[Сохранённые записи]
# # #
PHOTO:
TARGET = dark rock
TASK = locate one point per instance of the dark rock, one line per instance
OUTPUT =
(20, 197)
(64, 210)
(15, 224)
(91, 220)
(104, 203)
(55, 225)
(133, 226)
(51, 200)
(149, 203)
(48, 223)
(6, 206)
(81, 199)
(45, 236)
# # #
● **ВАША ЗАДАЧА**: Представьте весь материал выше в виде CSV с двумя столбцами, «задание» и «ответ». Каждая строка должна содержать текст и ответ к нему, каждый в отдельном поле в кавычках, а переносы строк внутри полей замените пробелами.

● **ПИСЬМЕННЫЙ ОТВЕТ**:
задание,ответ
"PHOTO: TARGET = dark rock TASK = locate one point per instance of the dark rock, one line per instance OUTPUT =","(20, 197) (64, 210) (15, 224) (91, 220) (104, 203) (55, 225) (133, 226) (51, 200) (149, 203) (48, 223) (6, 206) (81, 199) (45, 236)"